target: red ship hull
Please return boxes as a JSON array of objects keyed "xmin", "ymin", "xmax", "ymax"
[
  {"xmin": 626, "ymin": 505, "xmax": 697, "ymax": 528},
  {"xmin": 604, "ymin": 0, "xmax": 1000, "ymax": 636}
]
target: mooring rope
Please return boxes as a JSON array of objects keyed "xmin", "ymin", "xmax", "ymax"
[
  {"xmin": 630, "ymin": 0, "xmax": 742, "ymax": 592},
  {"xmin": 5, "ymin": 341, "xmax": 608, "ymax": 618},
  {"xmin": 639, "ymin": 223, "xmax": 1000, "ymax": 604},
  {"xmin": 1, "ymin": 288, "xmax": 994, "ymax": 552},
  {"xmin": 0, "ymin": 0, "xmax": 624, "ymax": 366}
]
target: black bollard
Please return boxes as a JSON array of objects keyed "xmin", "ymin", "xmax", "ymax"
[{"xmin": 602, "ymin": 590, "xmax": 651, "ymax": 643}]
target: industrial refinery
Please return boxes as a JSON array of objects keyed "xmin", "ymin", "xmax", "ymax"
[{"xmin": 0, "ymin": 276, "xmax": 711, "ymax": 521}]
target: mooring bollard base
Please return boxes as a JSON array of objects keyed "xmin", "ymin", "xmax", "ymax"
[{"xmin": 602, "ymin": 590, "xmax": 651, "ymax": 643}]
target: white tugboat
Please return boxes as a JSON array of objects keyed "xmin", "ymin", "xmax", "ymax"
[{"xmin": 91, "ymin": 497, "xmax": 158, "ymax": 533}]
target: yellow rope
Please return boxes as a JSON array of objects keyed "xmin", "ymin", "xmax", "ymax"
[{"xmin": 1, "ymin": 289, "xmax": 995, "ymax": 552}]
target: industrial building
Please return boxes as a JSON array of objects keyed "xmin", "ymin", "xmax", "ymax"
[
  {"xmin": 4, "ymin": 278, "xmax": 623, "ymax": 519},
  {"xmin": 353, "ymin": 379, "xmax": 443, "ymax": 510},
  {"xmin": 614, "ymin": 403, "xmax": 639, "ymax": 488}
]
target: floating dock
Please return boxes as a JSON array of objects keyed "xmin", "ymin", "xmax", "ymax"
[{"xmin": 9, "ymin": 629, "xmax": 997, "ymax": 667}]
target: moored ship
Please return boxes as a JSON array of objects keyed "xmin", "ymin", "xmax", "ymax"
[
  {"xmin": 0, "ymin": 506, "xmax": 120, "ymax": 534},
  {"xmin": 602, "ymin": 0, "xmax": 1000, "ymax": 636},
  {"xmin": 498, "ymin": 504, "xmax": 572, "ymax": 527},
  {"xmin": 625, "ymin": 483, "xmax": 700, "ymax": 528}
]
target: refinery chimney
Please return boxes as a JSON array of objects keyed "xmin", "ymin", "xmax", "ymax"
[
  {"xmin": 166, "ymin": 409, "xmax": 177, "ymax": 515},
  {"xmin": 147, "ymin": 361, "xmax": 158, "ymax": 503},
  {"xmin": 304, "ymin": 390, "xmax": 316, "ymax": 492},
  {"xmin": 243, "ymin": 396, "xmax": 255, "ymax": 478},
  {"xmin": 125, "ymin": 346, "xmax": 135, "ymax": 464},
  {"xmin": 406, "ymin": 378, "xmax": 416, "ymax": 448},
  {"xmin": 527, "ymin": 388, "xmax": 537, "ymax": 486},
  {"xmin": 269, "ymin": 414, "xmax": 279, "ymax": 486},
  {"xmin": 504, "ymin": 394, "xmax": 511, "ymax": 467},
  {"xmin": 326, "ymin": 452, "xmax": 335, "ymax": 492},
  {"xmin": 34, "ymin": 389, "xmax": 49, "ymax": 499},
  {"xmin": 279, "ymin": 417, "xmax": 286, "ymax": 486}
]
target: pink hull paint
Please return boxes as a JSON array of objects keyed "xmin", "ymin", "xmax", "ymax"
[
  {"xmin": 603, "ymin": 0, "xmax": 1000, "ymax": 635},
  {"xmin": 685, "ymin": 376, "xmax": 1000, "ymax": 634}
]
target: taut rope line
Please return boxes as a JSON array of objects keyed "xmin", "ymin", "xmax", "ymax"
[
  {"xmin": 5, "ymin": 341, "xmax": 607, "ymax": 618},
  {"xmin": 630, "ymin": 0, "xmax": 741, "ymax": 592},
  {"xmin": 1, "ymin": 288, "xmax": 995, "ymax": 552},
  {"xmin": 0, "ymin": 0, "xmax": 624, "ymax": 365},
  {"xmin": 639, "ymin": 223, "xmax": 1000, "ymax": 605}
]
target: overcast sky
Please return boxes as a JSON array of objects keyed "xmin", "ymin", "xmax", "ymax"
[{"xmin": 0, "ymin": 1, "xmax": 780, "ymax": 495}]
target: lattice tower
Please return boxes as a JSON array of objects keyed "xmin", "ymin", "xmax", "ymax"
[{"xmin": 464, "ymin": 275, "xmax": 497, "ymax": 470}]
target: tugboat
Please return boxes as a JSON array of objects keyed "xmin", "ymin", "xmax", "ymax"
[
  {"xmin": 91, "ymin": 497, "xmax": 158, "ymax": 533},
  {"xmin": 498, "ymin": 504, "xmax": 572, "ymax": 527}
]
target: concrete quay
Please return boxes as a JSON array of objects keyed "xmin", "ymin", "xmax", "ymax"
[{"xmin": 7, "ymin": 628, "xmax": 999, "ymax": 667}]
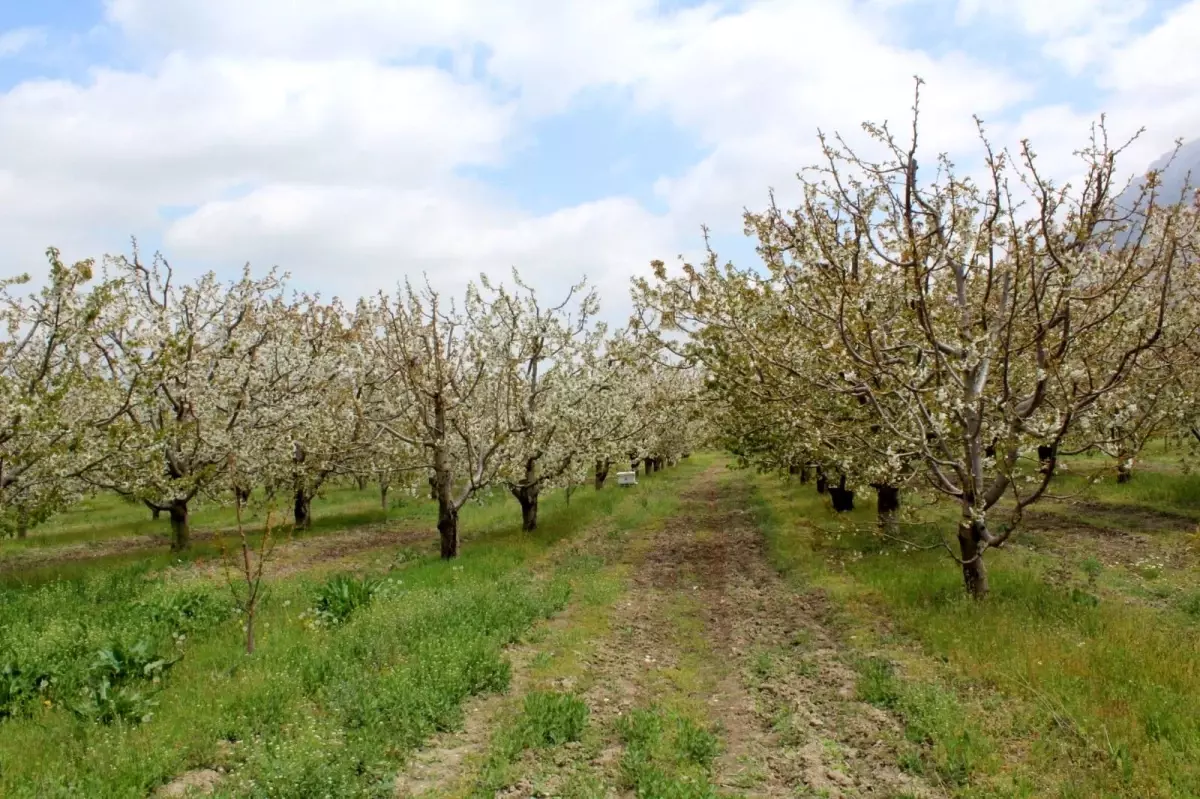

- **TASK PROMPT**: What you output should match the records line for line, minus the pictures.

- **SOLUTION TO THE EXERCISE**:
target: red ship hull
Please return boxes as a JSON array of objects keyed "xmin", "ymin", "xmax", "ymax"
[
  {"xmin": 626, "ymin": 505, "xmax": 697, "ymax": 528},
  {"xmin": 604, "ymin": 0, "xmax": 1000, "ymax": 636}
]
target: mooring rope
Please return boxes as a JSON array of objects keyed "xmin", "ymin", "xmax", "ymax"
[
  {"xmin": 630, "ymin": 0, "xmax": 742, "ymax": 592},
  {"xmin": 5, "ymin": 341, "xmax": 608, "ymax": 618},
  {"xmin": 639, "ymin": 223, "xmax": 1000, "ymax": 604},
  {"xmin": 1, "ymin": 288, "xmax": 994, "ymax": 552},
  {"xmin": 0, "ymin": 0, "xmax": 624, "ymax": 366}
]
target: black bollard
Please return boxes as a JSON array of objects keyed "xmin", "ymin", "xmax", "ymax"
[{"xmin": 602, "ymin": 590, "xmax": 651, "ymax": 643}]
target: industrial refinery
Please return boxes as a JSON array of objects keyed "xmin", "ymin", "xmax", "ymax"
[{"xmin": 0, "ymin": 276, "xmax": 711, "ymax": 521}]
target: mooring bollard base
Please return boxes as a JSON array of objects keyed "xmin", "ymin", "xmax", "ymax"
[{"xmin": 602, "ymin": 590, "xmax": 651, "ymax": 643}]
target: white tugboat
Please return boxes as a JSON array of objects keyed "xmin", "ymin", "xmax", "ymax"
[{"xmin": 91, "ymin": 497, "xmax": 158, "ymax": 533}]
target: yellow rope
Please return boxes as a JSON array of objects keyed "xmin", "ymin", "xmax", "ymax"
[{"xmin": 1, "ymin": 289, "xmax": 995, "ymax": 552}]
target: industrial building
Please return boxes as a JSON array of objects keyed "xmin", "ymin", "xmax", "ymax"
[
  {"xmin": 4, "ymin": 278, "xmax": 623, "ymax": 519},
  {"xmin": 353, "ymin": 379, "xmax": 443, "ymax": 510},
  {"xmin": 614, "ymin": 403, "xmax": 639, "ymax": 488}
]
target: floating dock
Please return boxes as a JSON array of objects keyed "xmin", "ymin", "xmax", "ymax"
[{"xmin": 9, "ymin": 629, "xmax": 997, "ymax": 667}]
target: moored ship
Please return boxes as a JSON array of objects keyed "xmin", "ymin", "xmax", "ymax"
[
  {"xmin": 0, "ymin": 506, "xmax": 120, "ymax": 534},
  {"xmin": 602, "ymin": 0, "xmax": 1000, "ymax": 636},
  {"xmin": 498, "ymin": 504, "xmax": 572, "ymax": 527},
  {"xmin": 625, "ymin": 483, "xmax": 700, "ymax": 528}
]
target: refinery chimney
Please return boxes as a JSON array of objects keyed "xmin", "ymin", "xmax", "ymax"
[
  {"xmin": 166, "ymin": 409, "xmax": 177, "ymax": 515},
  {"xmin": 147, "ymin": 361, "xmax": 158, "ymax": 503},
  {"xmin": 304, "ymin": 390, "xmax": 316, "ymax": 492},
  {"xmin": 243, "ymin": 396, "xmax": 255, "ymax": 478},
  {"xmin": 125, "ymin": 346, "xmax": 135, "ymax": 464},
  {"xmin": 406, "ymin": 378, "xmax": 416, "ymax": 448},
  {"xmin": 527, "ymin": 388, "xmax": 537, "ymax": 486},
  {"xmin": 269, "ymin": 414, "xmax": 279, "ymax": 486},
  {"xmin": 504, "ymin": 394, "xmax": 511, "ymax": 467},
  {"xmin": 326, "ymin": 452, "xmax": 335, "ymax": 492},
  {"xmin": 34, "ymin": 389, "xmax": 49, "ymax": 499},
  {"xmin": 279, "ymin": 417, "xmax": 286, "ymax": 486}
]
target: pink hull paint
Please return boxes as a JSON array of objects keyed "xmin", "ymin", "xmax", "ymax"
[
  {"xmin": 603, "ymin": 0, "xmax": 1000, "ymax": 635},
  {"xmin": 685, "ymin": 376, "xmax": 1000, "ymax": 634}
]
target: taut rope line
Please return boxes as a JSON array of objects keyed "xmin", "ymin", "xmax", "ymax"
[
  {"xmin": 5, "ymin": 341, "xmax": 607, "ymax": 618},
  {"xmin": 630, "ymin": 0, "xmax": 741, "ymax": 592},
  {"xmin": 1, "ymin": 288, "xmax": 995, "ymax": 552},
  {"xmin": 0, "ymin": 0, "xmax": 624, "ymax": 365},
  {"xmin": 639, "ymin": 223, "xmax": 1000, "ymax": 605}
]
target: overcast sky
Please return boxes as a JSON array of objects keyed "xmin", "ymin", "xmax", "ymax"
[{"xmin": 0, "ymin": 1, "xmax": 780, "ymax": 495}]
target: lattice tower
Please return boxes as a JSON array of objects keyed "xmin", "ymin", "xmax", "ymax"
[{"xmin": 464, "ymin": 275, "xmax": 497, "ymax": 470}]
target: tugboat
Please return boxes as a JSON array of objects keyed "xmin", "ymin", "xmax", "ymax"
[
  {"xmin": 91, "ymin": 497, "xmax": 158, "ymax": 533},
  {"xmin": 498, "ymin": 504, "xmax": 572, "ymax": 527}
]
target: concrete quay
Please return boxes as a JSON array of objects keyed "xmin", "ymin", "xmax", "ymax"
[{"xmin": 7, "ymin": 628, "xmax": 999, "ymax": 667}]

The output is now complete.